[Referring expression data]
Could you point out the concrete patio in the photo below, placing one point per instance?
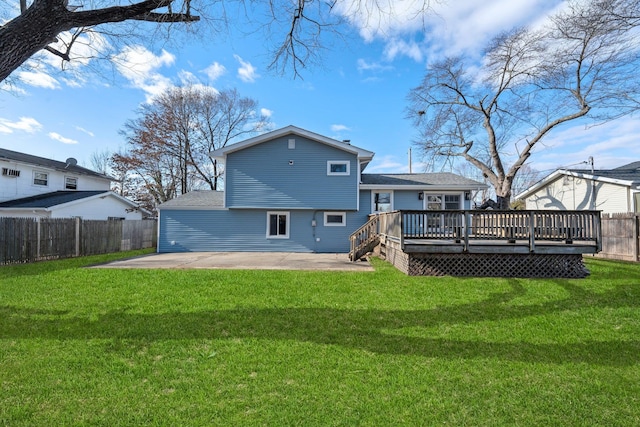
(243, 261)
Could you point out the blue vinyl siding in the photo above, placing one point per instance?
(406, 200)
(245, 230)
(262, 177)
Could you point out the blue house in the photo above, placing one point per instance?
(291, 190)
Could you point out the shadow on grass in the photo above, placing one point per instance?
(372, 330)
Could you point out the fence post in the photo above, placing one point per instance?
(636, 238)
(77, 236)
(38, 237)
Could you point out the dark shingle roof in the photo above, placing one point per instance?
(48, 163)
(435, 179)
(48, 200)
(195, 199)
(628, 172)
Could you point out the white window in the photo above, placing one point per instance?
(335, 219)
(382, 201)
(338, 167)
(40, 178)
(277, 225)
(442, 202)
(70, 183)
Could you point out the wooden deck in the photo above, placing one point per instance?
(473, 242)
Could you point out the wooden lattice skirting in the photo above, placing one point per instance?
(487, 265)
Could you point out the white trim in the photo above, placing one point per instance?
(443, 202)
(423, 187)
(373, 200)
(288, 224)
(334, 224)
(330, 163)
(33, 179)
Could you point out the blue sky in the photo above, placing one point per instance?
(357, 93)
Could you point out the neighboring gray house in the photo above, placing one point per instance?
(296, 191)
(37, 187)
(607, 190)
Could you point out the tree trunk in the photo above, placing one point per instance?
(19, 41)
(504, 202)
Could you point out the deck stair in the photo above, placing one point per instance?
(365, 238)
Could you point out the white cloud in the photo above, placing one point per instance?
(398, 47)
(247, 72)
(25, 124)
(363, 65)
(449, 28)
(611, 145)
(57, 137)
(388, 164)
(38, 79)
(339, 128)
(375, 19)
(83, 130)
(215, 71)
(465, 26)
(139, 66)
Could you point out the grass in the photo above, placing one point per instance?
(81, 346)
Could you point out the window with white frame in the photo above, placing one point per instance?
(382, 201)
(335, 219)
(277, 225)
(40, 178)
(70, 183)
(338, 167)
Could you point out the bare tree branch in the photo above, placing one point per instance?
(582, 66)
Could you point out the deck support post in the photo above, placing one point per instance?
(532, 230)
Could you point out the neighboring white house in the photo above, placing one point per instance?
(607, 190)
(32, 186)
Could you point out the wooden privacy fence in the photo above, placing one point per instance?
(35, 239)
(620, 237)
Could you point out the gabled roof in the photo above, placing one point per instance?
(196, 199)
(442, 180)
(364, 155)
(15, 156)
(58, 198)
(627, 175)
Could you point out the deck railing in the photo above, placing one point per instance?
(509, 226)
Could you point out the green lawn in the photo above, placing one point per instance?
(82, 346)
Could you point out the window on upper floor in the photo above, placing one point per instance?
(70, 183)
(40, 178)
(277, 225)
(382, 201)
(335, 219)
(338, 167)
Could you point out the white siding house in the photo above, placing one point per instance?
(32, 186)
(610, 191)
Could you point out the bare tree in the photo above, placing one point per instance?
(168, 145)
(99, 161)
(294, 29)
(40, 23)
(580, 66)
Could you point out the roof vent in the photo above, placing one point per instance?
(70, 162)
(14, 173)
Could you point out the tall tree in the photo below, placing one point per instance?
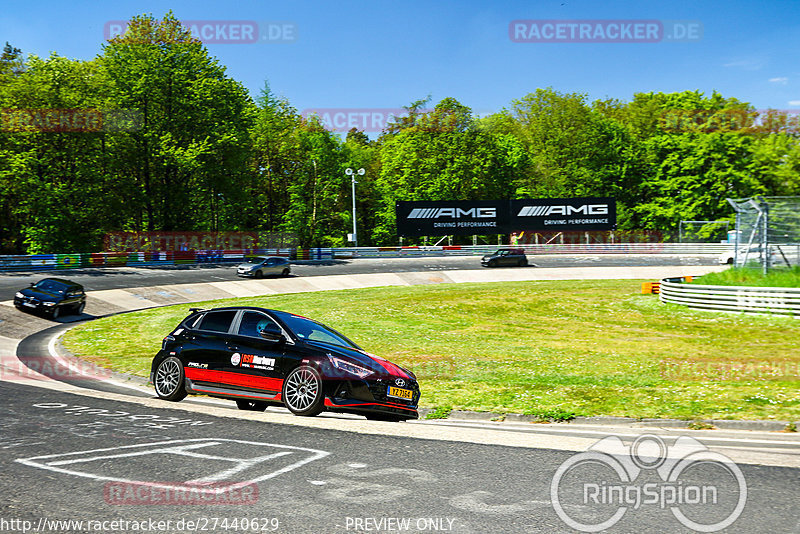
(191, 150)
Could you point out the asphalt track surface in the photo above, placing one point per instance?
(67, 457)
(112, 453)
(127, 277)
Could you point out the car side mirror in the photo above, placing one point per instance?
(276, 337)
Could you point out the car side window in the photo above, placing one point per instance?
(217, 321)
(253, 323)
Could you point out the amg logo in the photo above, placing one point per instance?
(544, 211)
(453, 213)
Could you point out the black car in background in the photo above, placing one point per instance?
(506, 257)
(258, 267)
(260, 357)
(52, 297)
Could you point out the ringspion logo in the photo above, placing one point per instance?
(592, 491)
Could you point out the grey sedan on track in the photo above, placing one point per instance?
(260, 266)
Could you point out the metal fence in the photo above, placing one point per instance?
(767, 232)
(49, 262)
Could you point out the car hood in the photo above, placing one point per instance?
(41, 294)
(377, 364)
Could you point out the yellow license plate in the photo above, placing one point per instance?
(400, 393)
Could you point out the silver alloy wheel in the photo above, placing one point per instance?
(302, 390)
(168, 377)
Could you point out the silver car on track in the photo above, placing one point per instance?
(261, 266)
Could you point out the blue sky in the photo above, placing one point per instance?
(386, 54)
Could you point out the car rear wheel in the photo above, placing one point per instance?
(302, 392)
(169, 379)
(251, 406)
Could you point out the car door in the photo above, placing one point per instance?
(256, 360)
(205, 348)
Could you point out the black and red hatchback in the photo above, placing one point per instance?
(261, 357)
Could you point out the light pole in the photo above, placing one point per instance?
(352, 174)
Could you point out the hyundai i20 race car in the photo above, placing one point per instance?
(261, 357)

Assigned task:
Repeat, exactly and in full, all records above, but include no pictures.

Response area:
Could you point out the concrete patio in the photo below, placing one point per instance?
(243, 261)
Could you point out the blue vinyl siding in the photo above, placing one point per instance?
(406, 200)
(245, 230)
(262, 177)
Could you point out the blue house in the photo above, placing one point per instance?
(291, 190)
Could you point out the shadow on grass in the photo above, placing one point per instance?
(372, 330)
Could you point out the fence post in the photo above, placing one point per instance?
(636, 238)
(77, 236)
(38, 237)
Could you point out the dark shingle roof in the photo above, placing one point per instance?
(48, 163)
(435, 179)
(48, 200)
(195, 199)
(628, 172)
Could you point out the white window in the photo above, placing one point per instance?
(335, 219)
(382, 201)
(338, 167)
(40, 178)
(277, 225)
(442, 202)
(70, 183)
Could you point out the wooden deck in the photo above, placing one point per instance?
(473, 242)
Could you point out the wooden lattice skirting in the photo above, placing one point per instance?
(487, 265)
Could you point out the white trim in the photo above, placing one point per instance?
(443, 202)
(423, 187)
(373, 200)
(288, 224)
(334, 224)
(330, 163)
(33, 179)
Could you point out the blue sky in the photo above, placing one point per instance?
(357, 93)
Could you point out the neighboring gray house in the photo above, placing one point per instance?
(296, 191)
(37, 187)
(607, 190)
Could you point out the tree trunk in the photo above, placing one point per instance?
(19, 41)
(504, 202)
Could you point out the deck stair in the photo above, placing one point per instance?
(365, 238)
Could you point out the white cloud in the photo above, placing one point per instance?
(398, 47)
(247, 72)
(25, 124)
(363, 65)
(449, 28)
(611, 145)
(57, 137)
(388, 164)
(38, 79)
(339, 128)
(375, 19)
(83, 130)
(215, 71)
(465, 26)
(139, 66)
Could you point out the grass in the photo above, placing one point per instance?
(81, 346)
Could you point out the window with white frame in the photo above, placing one point per instance?
(382, 201)
(335, 219)
(277, 225)
(40, 178)
(70, 183)
(338, 167)
Could you point out the bare tree branch in the photo above, placing one point per instance?
(582, 66)
Could you point out the deck support post in the photo above, placing one point per instance?
(532, 230)
Could you point out the neighboring white house in the photo above, placing one point per instance?
(607, 190)
(32, 186)
Could you point out the wooden privacy fence in the photo above, placing one point per instance?
(35, 239)
(620, 237)
Could you point out the gabled roof in the photo above, placing one point per instance?
(196, 199)
(442, 180)
(364, 155)
(15, 156)
(58, 198)
(627, 175)
Could you point out the deck railing in the photo above, placing one point per instance?
(509, 226)
Could you point out the green lawn in the photo above, placing one point per instance?
(82, 346)
Could you point out the window on upper floor in the photo above, placing one point per instance?
(70, 183)
(40, 178)
(277, 225)
(382, 201)
(335, 219)
(338, 167)
Could you point out the white siding house in the photo above, placing one point per instance?
(32, 186)
(610, 191)
Could you point out the bare tree in the photo above, placing one point per instance?
(168, 145)
(99, 161)
(294, 29)
(40, 23)
(580, 66)
Could you point out the roof vent in the photo above, placing one point per instance?
(70, 162)
(14, 173)
Could you point out the tall tree in the photo below, placing one point per instance?
(191, 150)
Could you point out the asphalt track surface in the photo above, placing one point per instance?
(67, 457)
(112, 453)
(127, 277)
Could you point out the car side mirror in the photo above, placing one point per instance?
(276, 337)
Could you point out the car side window in the photo above, placing one point per instance?
(217, 321)
(253, 323)
Could you point out the amg logo in the photo above, placing one point per instance?
(544, 211)
(453, 213)
Could you point out the black car in background in the photo above, placing one point per instance?
(506, 257)
(258, 267)
(260, 357)
(52, 297)
Could you point out the ringspion logo in the photo above, placing one point per instance?
(592, 491)
Could you point out the grey sedan on track in the photo above, placing one point per instance?
(260, 266)
Could you point out the metal fence in the photo above, placing one point per instance?
(767, 232)
(49, 262)
Could you point out the car hood in the photo above, placing one point per instance?
(41, 294)
(377, 364)
Could you point out the yellow license plate in the photo above, placing one point per instance?
(400, 393)
Could you point out the silver alloy wheel in the photo above, placing one point per instance?
(302, 390)
(168, 377)
Could you point out the silver car on track in the photo above, placing one point per instance?
(261, 266)
Could you point out the blue sky in the photo above, placing one point per instance?
(386, 54)
Could you point out the car rear wheel in the photo above, placing one point per instance?
(302, 392)
(169, 379)
(251, 406)
Could you point out the car door in the photo above, placing one point per instance?
(256, 360)
(205, 348)
Could you point out the black and red hatchback in the photo above, placing one point per instance?
(261, 357)
Could you point out the light pole in the photo above, placing one point per instance?
(352, 174)
Could you point out the hyundai i20 race car in the photo above, placing one point per instance?
(261, 357)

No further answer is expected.